» **The problem**
Transcribe the entries that follow, word for word.

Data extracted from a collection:
-- start --

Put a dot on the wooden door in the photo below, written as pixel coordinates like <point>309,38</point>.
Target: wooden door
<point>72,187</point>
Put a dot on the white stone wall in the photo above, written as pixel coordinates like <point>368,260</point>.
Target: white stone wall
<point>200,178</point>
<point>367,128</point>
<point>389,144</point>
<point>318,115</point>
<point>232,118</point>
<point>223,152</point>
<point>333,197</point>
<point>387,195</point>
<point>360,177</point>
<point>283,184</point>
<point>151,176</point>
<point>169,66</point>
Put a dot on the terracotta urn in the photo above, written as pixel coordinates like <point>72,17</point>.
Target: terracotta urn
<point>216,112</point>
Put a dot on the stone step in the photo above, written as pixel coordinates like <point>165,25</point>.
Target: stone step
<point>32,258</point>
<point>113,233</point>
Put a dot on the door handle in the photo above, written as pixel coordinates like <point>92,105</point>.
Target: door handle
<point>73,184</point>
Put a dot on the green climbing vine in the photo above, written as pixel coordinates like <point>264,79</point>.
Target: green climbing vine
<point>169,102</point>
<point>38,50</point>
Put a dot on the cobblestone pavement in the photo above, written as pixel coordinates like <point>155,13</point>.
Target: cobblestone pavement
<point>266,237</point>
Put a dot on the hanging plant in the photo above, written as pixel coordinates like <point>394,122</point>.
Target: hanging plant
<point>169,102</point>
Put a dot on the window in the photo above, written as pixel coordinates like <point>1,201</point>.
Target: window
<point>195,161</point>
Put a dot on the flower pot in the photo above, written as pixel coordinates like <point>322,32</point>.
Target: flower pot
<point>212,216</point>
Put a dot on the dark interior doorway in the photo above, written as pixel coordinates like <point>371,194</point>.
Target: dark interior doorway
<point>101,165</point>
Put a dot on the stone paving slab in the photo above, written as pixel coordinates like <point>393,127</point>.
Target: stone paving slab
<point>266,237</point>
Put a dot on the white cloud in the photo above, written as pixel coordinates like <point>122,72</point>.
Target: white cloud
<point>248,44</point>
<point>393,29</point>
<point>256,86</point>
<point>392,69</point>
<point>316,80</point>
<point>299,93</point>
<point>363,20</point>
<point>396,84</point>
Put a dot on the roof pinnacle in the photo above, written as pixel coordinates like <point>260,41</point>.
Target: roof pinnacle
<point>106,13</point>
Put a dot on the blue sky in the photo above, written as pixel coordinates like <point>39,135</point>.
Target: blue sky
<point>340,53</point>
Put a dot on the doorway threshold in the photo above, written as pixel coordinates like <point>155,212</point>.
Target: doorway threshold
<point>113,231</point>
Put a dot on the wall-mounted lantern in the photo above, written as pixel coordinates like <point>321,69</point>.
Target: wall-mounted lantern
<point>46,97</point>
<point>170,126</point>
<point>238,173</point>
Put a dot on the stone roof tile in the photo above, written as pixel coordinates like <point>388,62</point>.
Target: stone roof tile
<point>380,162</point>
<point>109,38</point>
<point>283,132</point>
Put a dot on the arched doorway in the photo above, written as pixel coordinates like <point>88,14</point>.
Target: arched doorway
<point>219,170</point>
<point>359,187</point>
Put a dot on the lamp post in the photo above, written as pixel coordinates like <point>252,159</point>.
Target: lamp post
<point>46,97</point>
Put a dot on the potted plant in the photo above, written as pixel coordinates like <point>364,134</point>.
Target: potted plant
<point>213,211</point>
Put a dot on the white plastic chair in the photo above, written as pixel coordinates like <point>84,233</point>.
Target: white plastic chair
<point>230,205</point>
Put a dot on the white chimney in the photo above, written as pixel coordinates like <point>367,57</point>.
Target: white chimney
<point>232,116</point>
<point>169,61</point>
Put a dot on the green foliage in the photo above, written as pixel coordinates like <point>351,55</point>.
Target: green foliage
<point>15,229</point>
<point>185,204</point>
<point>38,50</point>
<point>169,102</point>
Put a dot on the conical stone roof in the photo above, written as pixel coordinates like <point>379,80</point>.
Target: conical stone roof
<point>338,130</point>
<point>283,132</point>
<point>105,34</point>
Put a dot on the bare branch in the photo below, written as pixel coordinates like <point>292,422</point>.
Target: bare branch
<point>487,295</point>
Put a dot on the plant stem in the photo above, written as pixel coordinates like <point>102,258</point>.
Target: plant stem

-- end --

» **Correct answer**
Put a dot on the wooden door in the photo below, written as pixel coordinates like <point>309,38</point>.
Target: wooden door
<point>72,187</point>
Put a dot on the white stone wall in the photo above, written as pixel coordinates like <point>368,260</point>.
Target: white stone wall
<point>200,178</point>
<point>367,128</point>
<point>389,144</point>
<point>318,115</point>
<point>232,118</point>
<point>223,152</point>
<point>333,197</point>
<point>387,195</point>
<point>360,177</point>
<point>283,184</point>
<point>151,176</point>
<point>169,66</point>
Put a dot on the terracotta urn in the photo above, written as pixel coordinates like <point>72,17</point>.
Target: terracotta urn
<point>216,112</point>
Put a dot on the stone step in the photo above, written as pixel coordinates like <point>165,25</point>.
Target: stone step
<point>32,258</point>
<point>113,233</point>
Put a dot on the door handle in the photo above, written as pixel coordinates like <point>92,105</point>.
Target: door handle
<point>73,184</point>
Put a dot on the green climbing vine in the photo above, written as pixel coordinates like <point>264,79</point>.
Target: green climbing vine
<point>169,102</point>
<point>38,50</point>
Put a dot on the cobblestone pavement in the photo above, written as pixel coordinates like <point>155,13</point>.
Target: cobblestone pavement
<point>266,237</point>
Put a dot on the hanging plant in the photo above, written as pixel coordinates like <point>394,122</point>.
Target: hanging plant
<point>169,102</point>
Put a dot on the window in the photo above, written as pixel coordinates like <point>1,201</point>.
Target: window
<point>195,161</point>
Put a dot on the flower pot in the photo above, written as pixel coordinates like <point>322,32</point>.
Target: flower pot
<point>212,216</point>
Put a dot on the dark interior doorway in the photo above, written as pixel coordinates like <point>371,194</point>.
Target: dark interior doorway
<point>101,165</point>
Put a dot on the stone paving slab in the photo above, written as pixel coordinates like <point>393,127</point>.
Target: stone paving slab
<point>266,237</point>
Put a dot on the white cloud in the photo above, written as pixel coordinates like <point>122,72</point>.
Target: white cloud
<point>248,44</point>
<point>393,29</point>
<point>256,86</point>
<point>392,69</point>
<point>316,80</point>
<point>299,93</point>
<point>363,20</point>
<point>396,84</point>
Put a dot on the roof pinnacle in the photo above, written as pixel coordinates like <point>260,41</point>.
Target: roof pinnacle
<point>106,13</point>
Put a dot on the blue sky in the photo above, written as pixel coordinates like <point>39,135</point>.
Target: blue sky
<point>340,53</point>
Put a dot on the doorway threshold in the photo above, written as pixel coordinates like <point>155,212</point>.
Target: doorway threshold
<point>113,231</point>
Put a dot on the wall-mounted lantern in the photo above, written as pixel coordinates like <point>321,69</point>.
Target: wall-mounted lantern
<point>46,97</point>
<point>170,126</point>
<point>238,173</point>
Put a dot on the stone roof tile in the photo above, written as pixel coordinates like <point>388,62</point>.
Target: stone roof tile
<point>380,162</point>
<point>109,38</point>
<point>283,132</point>
Put a dot on the arched doorway in the photo above, written as pixel coordinates like <point>88,14</point>.
Target: arched doorway
<point>219,170</point>
<point>359,187</point>
Put a dot on the lamp post in the photo above, written as pixel coordinates like <point>252,159</point>.
Target: lamp post
<point>46,97</point>
Put a dot on the potted plant in the photo above, written as pixel coordinates like <point>364,134</point>.
Target: potted plant
<point>213,211</point>
Put a dot on the white plastic chair in the photo above, written as pixel coordinates like <point>84,233</point>.
Target: white plastic chair
<point>230,205</point>
Put a dot on the white chimney in the photo above, written as pixel coordinates like <point>367,57</point>.
Target: white chimney
<point>232,116</point>
<point>169,61</point>
Put a dot on the green foliage in the photo above, written as pixel coordinates like <point>351,55</point>.
Target: green foliage
<point>15,229</point>
<point>185,204</point>
<point>38,50</point>
<point>169,102</point>
Put a dot on the conical stone roof in the photo above, written as pixel coordinates like <point>379,80</point>.
Target: conical stone roof
<point>338,130</point>
<point>283,132</point>
<point>105,34</point>
Put a dot on the bare branch in the photo below, written as pixel coordinates like <point>292,422</point>.
Target: bare branch
<point>487,295</point>
Put a dot on the plant stem in the photo above, written as pixel coordinates like <point>102,258</point>.
Target: plant stem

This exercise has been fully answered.